Exercise passage -
College Admission- A Long-term Vision

“I can’t wait to get that extra hour of sleep this weekend!”

“This is great. We can stay up until midnight twice on Saturday.”

“I wish we could ‘fall back’ every weekend, so we could get an extra hour before Mondays.”

These are three statements I heard last Friday at work and at home (Identities have been withheld to protect the guilty).

I’m not saying I don’t appreciate the annual fall back weekend. Unlike most Saturday nights, and to the utter amazement of our kids, I actually watched the entire movie– rationalizing that 11 p.m. was really 10 p.m. But as the credits rolled, I was already dreading Sunday night, aware that for the next few months I would rarely make it home before dark.

If you are applying to college this year, my hope is A: You enjoyed your extra hour of sleep. Sleep is important and most teenagers don’t get enough. B: You will take the long-term, rather than short-term approach to college and college admission.

Look Ahead by Getting Organized/Re-organized Now

If you have not already done so, now is the time to create a spreadsheet with the various colleges you are considering. Application deadlines, financial aid deadlines, separate scholarship deadlines, notification dates, and so on. You can transfer these over to calendar reminders as well but start by visualizing them in one consolidated place.

Excerpted data -
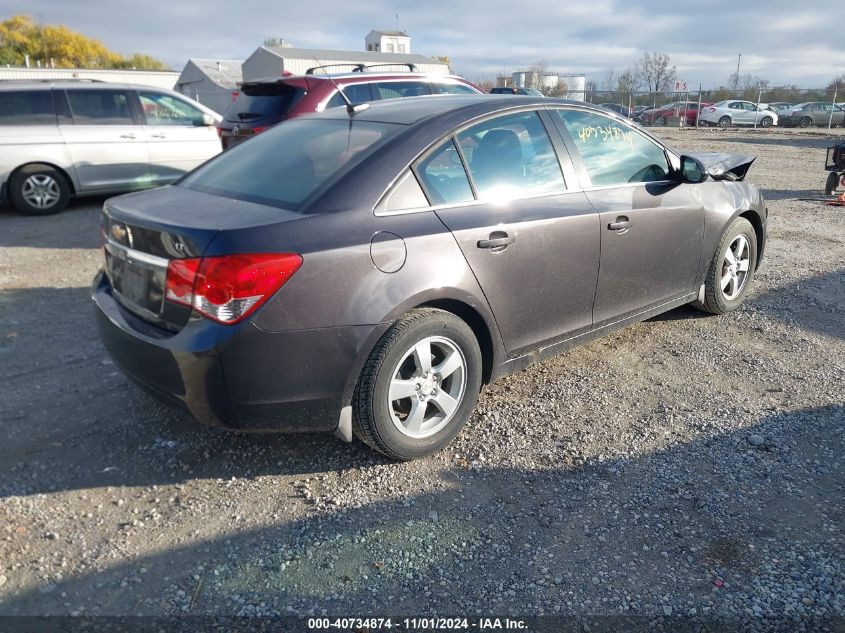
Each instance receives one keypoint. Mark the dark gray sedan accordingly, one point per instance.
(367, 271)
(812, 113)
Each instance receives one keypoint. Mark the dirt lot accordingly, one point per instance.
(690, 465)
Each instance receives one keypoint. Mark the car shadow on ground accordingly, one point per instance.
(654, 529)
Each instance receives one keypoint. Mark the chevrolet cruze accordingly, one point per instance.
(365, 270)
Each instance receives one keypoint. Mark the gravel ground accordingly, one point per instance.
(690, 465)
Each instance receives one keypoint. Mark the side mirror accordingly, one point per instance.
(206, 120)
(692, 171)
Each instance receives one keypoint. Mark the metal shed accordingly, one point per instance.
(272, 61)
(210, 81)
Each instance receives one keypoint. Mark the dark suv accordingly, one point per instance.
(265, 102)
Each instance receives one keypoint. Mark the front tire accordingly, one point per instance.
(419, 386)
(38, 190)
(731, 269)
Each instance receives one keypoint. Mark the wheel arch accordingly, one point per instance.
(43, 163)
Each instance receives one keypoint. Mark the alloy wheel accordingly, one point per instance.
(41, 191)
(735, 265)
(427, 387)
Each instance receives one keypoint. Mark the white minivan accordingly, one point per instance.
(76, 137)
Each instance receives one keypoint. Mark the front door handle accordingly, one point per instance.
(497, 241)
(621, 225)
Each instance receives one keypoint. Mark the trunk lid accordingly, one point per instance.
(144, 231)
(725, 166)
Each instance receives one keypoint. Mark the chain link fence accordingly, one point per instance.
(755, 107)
* * *
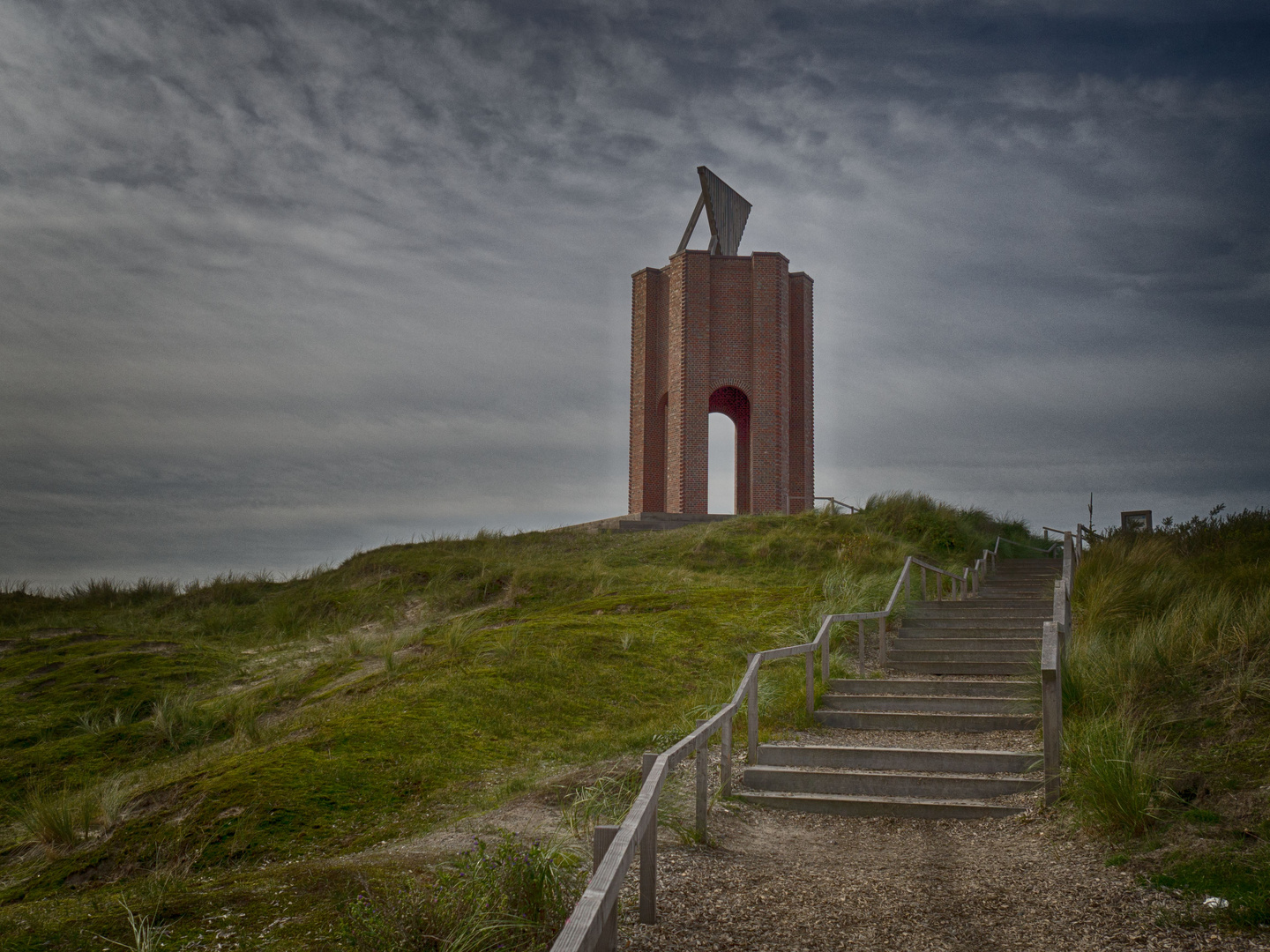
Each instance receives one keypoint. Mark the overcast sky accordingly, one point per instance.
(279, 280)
--
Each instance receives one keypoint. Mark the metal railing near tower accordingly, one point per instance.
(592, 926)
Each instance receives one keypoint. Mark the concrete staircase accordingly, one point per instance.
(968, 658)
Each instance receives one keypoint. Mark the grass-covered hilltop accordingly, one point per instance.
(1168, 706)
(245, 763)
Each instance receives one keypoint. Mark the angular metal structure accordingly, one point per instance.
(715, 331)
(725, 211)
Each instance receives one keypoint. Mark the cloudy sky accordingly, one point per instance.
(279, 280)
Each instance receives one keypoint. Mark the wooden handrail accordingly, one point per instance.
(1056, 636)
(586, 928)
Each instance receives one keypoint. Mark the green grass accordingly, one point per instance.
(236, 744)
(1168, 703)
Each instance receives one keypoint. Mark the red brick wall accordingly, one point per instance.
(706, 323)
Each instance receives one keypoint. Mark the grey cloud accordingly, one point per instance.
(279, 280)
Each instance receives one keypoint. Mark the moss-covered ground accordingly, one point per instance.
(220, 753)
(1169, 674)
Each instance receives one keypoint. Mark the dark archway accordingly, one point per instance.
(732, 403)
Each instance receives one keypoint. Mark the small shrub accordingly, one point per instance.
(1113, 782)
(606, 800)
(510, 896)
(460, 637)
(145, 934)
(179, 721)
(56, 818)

Exercise requirements - Can you reproduce the college admission passage above in full, word for word?

Answer below -
College Admission- A Long-term Vision

“I can’t wait to get that extra hour of sleep this weekend!”

“This is great. We can stay up until midnight twice on Saturday.”

“I wish we could ‘fall back’ every weekend, so we could get an extra hour before Mondays.”

These are three statements I heard last Friday at work and at home (Identities have been withheld to protect the guilty).

I’m not saying I don’t appreciate the annual fall back weekend. Unlike most Saturday nights, and to the utter amazement of our kids, I actually watched the entire movie– rationalizing that 11 p.m. was really 10 p.m. But as the credits rolled, I was already dreading Sunday night, aware that for the next few months I would rarely make it home before dark.

If you are applying to college this year, my hope is A: You enjoyed your extra hour of sleep. Sleep is important and most teenagers don’t get enough. B: You will take the long-term, rather than short-term approach to college and college admission.

Look Ahead by Getting Organized/Re-organized Now

If you have not already done so, now is the time to create a spreadsheet with the various colleges you are considering. Application deadlines, financial aid deadlines, separate scholarship deadlines, notification dates, and so on. You can transfer these over to calendar reminders as well but start by visualizing them in one consolidated place.